Each line from the one that holds "stone in this photo as pixel coordinates." to the end of the records is to be retyped exactly. Pictures are not part of the copy.

▶ [RECORDED INFORMATION]
☆ ☆ ☆ ☆

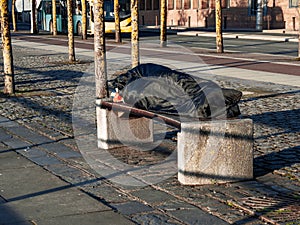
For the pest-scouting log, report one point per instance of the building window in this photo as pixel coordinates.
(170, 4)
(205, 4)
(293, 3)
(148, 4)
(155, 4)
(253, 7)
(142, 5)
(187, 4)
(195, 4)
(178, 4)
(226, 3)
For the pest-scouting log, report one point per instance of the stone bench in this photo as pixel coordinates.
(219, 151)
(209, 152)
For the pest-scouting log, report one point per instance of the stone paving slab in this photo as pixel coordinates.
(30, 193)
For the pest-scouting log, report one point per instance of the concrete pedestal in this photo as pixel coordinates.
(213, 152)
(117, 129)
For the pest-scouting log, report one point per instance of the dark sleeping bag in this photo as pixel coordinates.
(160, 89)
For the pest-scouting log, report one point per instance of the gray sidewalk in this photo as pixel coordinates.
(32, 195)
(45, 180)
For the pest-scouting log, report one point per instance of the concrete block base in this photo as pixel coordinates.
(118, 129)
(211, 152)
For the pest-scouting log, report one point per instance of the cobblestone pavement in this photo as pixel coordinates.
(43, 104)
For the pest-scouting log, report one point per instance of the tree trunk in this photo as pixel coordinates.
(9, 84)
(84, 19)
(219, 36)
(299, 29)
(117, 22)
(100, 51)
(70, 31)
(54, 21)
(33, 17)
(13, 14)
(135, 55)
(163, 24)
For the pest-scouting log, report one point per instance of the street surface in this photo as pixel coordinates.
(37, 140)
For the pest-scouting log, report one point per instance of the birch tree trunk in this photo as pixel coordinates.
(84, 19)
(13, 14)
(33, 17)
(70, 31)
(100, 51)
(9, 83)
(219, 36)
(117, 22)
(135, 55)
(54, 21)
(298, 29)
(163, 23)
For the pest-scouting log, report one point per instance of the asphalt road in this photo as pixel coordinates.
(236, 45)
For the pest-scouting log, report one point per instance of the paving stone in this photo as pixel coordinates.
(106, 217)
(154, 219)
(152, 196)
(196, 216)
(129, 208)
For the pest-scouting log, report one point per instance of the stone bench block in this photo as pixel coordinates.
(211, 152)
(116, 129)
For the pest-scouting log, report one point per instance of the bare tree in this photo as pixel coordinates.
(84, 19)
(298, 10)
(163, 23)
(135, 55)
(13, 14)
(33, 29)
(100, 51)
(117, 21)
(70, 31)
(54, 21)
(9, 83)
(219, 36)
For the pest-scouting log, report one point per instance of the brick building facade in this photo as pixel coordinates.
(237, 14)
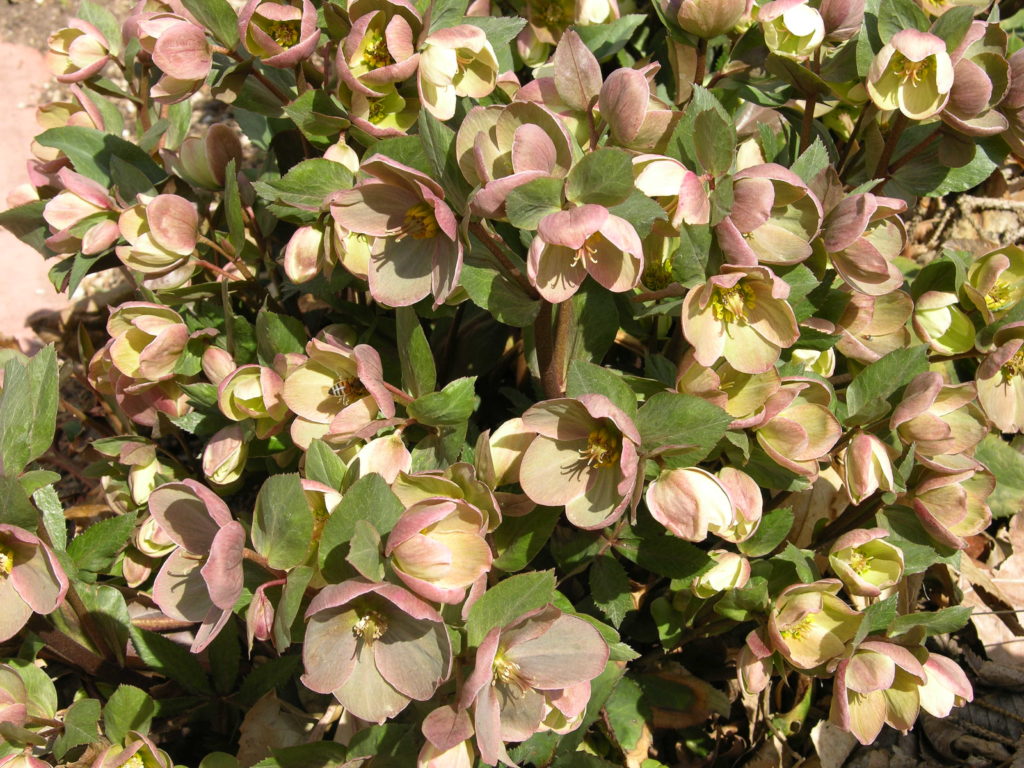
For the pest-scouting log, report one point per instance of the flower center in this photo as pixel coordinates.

☆ ☆ ☆ ☆

▶ [ANSWER TO THE PROBLEM]
For the pest-scouting log, report one point per instance of the paving stone in this photo as pixel coordinates.
(106, 217)
(154, 219)
(152, 196)
(196, 216)
(129, 208)
For the pest-scouting log, report one point per instance of the stone bench block in this photo as pixel coordinates.
(211, 152)
(116, 129)
For the pest-scouting log, report one point per instance of the bare tree in this photo as pixel coordinates.
(84, 19)
(298, 10)
(163, 23)
(135, 55)
(13, 14)
(33, 29)
(100, 51)
(117, 21)
(70, 31)
(54, 21)
(9, 83)
(219, 36)
For the pest-scouting log, report one point per instance of the brick building facade in this photo as pixel coordinates.
(237, 14)
For the pest-scouting log, report one point per instance of the flower center in this photo as pixel coordinates.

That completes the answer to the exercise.